Stored data entries:
Segment Open

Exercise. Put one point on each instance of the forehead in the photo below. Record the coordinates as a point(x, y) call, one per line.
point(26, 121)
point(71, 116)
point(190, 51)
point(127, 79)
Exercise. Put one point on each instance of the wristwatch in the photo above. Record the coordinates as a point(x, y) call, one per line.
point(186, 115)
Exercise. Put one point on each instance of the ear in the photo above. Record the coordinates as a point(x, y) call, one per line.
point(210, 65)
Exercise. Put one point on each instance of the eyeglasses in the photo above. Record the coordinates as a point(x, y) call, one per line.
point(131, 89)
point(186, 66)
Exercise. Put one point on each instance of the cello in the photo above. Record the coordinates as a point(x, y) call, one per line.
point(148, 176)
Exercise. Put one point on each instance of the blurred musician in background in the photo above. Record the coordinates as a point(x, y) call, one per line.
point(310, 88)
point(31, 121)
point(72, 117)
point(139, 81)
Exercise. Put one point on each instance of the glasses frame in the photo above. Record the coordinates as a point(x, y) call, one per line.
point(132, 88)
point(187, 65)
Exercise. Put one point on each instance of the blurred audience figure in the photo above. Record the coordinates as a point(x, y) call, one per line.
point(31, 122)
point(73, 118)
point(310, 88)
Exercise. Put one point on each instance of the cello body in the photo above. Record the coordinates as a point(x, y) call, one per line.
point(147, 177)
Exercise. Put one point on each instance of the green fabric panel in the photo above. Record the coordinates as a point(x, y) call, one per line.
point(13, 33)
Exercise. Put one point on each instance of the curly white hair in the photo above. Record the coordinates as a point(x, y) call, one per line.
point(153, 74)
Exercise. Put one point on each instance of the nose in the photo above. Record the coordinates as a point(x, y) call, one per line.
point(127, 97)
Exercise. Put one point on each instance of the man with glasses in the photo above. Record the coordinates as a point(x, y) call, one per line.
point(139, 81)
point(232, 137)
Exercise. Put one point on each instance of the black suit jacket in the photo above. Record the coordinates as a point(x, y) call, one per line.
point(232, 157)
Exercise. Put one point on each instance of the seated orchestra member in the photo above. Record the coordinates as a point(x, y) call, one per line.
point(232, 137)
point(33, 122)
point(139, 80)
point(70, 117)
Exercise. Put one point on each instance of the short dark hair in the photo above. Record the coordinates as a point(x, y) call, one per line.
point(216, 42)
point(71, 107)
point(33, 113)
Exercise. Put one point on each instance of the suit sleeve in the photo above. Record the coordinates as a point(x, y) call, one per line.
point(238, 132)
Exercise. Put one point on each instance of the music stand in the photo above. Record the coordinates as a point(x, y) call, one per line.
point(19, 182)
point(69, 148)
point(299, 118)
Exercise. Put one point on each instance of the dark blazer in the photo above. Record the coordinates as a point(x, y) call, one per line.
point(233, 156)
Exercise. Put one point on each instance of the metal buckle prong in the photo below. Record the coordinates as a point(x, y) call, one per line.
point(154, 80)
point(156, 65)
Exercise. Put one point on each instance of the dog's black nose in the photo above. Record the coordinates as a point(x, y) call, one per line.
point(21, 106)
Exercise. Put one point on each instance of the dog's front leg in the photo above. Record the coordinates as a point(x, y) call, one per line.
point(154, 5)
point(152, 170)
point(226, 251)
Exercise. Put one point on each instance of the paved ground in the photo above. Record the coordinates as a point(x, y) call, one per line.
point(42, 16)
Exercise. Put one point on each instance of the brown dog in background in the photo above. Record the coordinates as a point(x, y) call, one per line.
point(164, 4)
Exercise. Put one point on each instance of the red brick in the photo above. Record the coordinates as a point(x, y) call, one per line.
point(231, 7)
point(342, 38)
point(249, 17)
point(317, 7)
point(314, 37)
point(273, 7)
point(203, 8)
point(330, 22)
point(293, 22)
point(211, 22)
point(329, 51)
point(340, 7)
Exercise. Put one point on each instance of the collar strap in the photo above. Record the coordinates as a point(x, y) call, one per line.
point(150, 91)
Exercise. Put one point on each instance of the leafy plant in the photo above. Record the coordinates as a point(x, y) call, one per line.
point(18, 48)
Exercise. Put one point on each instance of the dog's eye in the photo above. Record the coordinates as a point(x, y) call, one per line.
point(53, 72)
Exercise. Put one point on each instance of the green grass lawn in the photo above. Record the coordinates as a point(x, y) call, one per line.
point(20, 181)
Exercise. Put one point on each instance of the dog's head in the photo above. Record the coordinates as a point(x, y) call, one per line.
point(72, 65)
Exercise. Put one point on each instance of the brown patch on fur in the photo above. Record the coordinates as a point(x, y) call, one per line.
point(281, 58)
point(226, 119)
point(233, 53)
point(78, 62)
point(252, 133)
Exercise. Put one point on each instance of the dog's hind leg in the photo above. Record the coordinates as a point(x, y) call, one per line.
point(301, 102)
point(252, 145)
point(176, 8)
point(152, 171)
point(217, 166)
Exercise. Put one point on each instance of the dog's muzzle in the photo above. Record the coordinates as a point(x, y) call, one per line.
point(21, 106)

Segment Closed

*HOW TO COMPLETE THIS TASK:* Repeat the records word for word.

*TASK SOLUTION:*
Exercise. Put one point on each instance of the forehead in the photo below. Record the coordinates as a point(x, y) call, one per line.
point(26, 121)
point(71, 116)
point(190, 51)
point(127, 79)
Exercise. Put one point on each instance of the wristwatch in the photo above. Record the coordinates as a point(x, y) call, one per line.
point(186, 115)
Exercise. Put one point on each instance of the ear in the photo above. Record the coordinates as a point(x, y) call, one per line.
point(210, 65)
Exercise. Put one point on each instance of the eyeglasses in the photo above. Record the coordinates as a point(x, y) call, one per line.
point(131, 89)
point(186, 66)
Exercise. Put one point on each instance of the cello in the photo above. Record the coordinates as a point(x, y) call, one per line.
point(148, 176)
Exercise. Put one point on each instance of the blurred musician in background in the photo above. Record the coordinates as a point(x, y) call, one per line.
point(310, 88)
point(31, 121)
point(72, 117)
point(139, 81)
Exercise. Put one point on each instance of the glasses frame in the photo above. Record the coordinates as a point(x, y) call, one per line.
point(132, 88)
point(187, 65)
Exercise. Put one point on each instance of the blurred audience figure in the photo above. Record the coordinates as a point(x, y) call, one per line.
point(31, 122)
point(73, 118)
point(310, 88)
Exercise. Put one point on each instance of the cello body in the photo above. Record the coordinates as a point(x, y) call, one per line.
point(147, 177)
Exercise. Put one point on each instance of the green fabric panel in the photo above. Record the coordinates as a point(x, y) call, one per line.
point(13, 33)
Exercise. Put one point on each instance of the curly white hair in the photo above. Record the coordinates as a point(x, y) call, one per line.
point(153, 74)
Exercise. Put one point on each instance of the nose in the photo above. Record the coordinates as a point(x, y) call, one per line.
point(127, 97)
Exercise. Put one point on each instance of the man with glasses in the photo above. Record the coordinates as a point(x, y) call, one per line.
point(139, 81)
point(232, 137)
Exercise. Put one point on each instance of the black suit jacket in the photo above. Record the coordinates as a point(x, y) call, one per line.
point(232, 157)
Exercise. Put one point on each instance of the seated orchestra member in the photo above. Record the coordinates as a point(x, y) call, one per line.
point(232, 137)
point(33, 122)
point(139, 80)
point(70, 117)
Exercise. Put one point on each instance of the short dark hair in the photo above. Record the coordinates as a point(x, y) call, one per line.
point(216, 42)
point(71, 107)
point(33, 113)
Exercise. Put one point on each instance of the suit sleeve in the photo above. Record the coordinates as a point(x, y) call, one per line.
point(238, 132)
Exercise. Put one point on each instance of the music stand in the photo above. Record the coordinates as a point(x, y) call, one per line.
point(19, 182)
point(69, 148)
point(299, 118)
Exercise. Put one point on each instance of the dark blazer in the photo above. Record the coordinates as a point(x, y) call, one per line.
point(233, 156)
Exercise. Put one point on each instance of the metal buckle prong in the photo below. Record the coordinates as a point(x, y) call, one per line.
point(154, 80)
point(156, 65)
Exercise. Put one point on each instance of the dog's black nose in the photo above. Record the coordinates as a point(x, y) call, one per line.
point(21, 106)
Exercise. Put one point on each instance of the dog's front leg in the photo above. Record the coordinates as a point(x, y) call, one per line.
point(154, 5)
point(152, 170)
point(226, 251)
Exercise. Put one point on each instance of the paved ground in the photo above. Record the coordinates as a point(x, y) call, one per line.
point(42, 16)
Exercise. Put one point on each instance of the brown dog in background in the photo above. Record the coordinates as a point(x, y) call, one per line.
point(164, 4)
Exercise. Put one point on each instance of the red brick in the photo above. Record the coordinates as a point(x, y) call, one per line.
point(231, 7)
point(342, 38)
point(249, 17)
point(317, 7)
point(314, 37)
point(273, 7)
point(203, 8)
point(330, 22)
point(293, 22)
point(211, 22)
point(329, 51)
point(340, 7)
Exercise. Put one point on each instance of the collar strap in the photo above. Record the coordinates as a point(x, y) call, one per line.
point(150, 91)
Exercise. Put one point on each instance of the leafy plant in the photo above. Record the coordinates as a point(x, y) call, one per line.
point(18, 48)
Exercise. Put one point on each instance of the dog's eye in the photo above. Record the coordinates as a point(x, y) call, one per line.
point(53, 72)
Exercise. Put one point on each instance of the green grass lawn in the photo above. Record the coordinates as a point(x, y) call, one per line.
point(20, 181)
Exercise. Put one point on each instance of the dog's head in the photo above. Record the coordinates as a point(x, y) call, one per line.
point(72, 65)
Exercise. Put one point on each instance of the brown patch on fur in the photo above. Record the coordinates as a point(x, y) call, one per line.
point(281, 58)
point(226, 119)
point(233, 53)
point(78, 62)
point(252, 133)
Exercise. Put one point on each instance of the dog's hind leg in the photo above. Record the coordinates as a point(x, y) call, one per line.
point(301, 102)
point(252, 145)
point(176, 8)
point(152, 171)
point(217, 166)
Exercise. Put one point on each instance of the dog's muzzle in the photo above. Record the coordinates as a point(x, y) call, one per line.
point(21, 106)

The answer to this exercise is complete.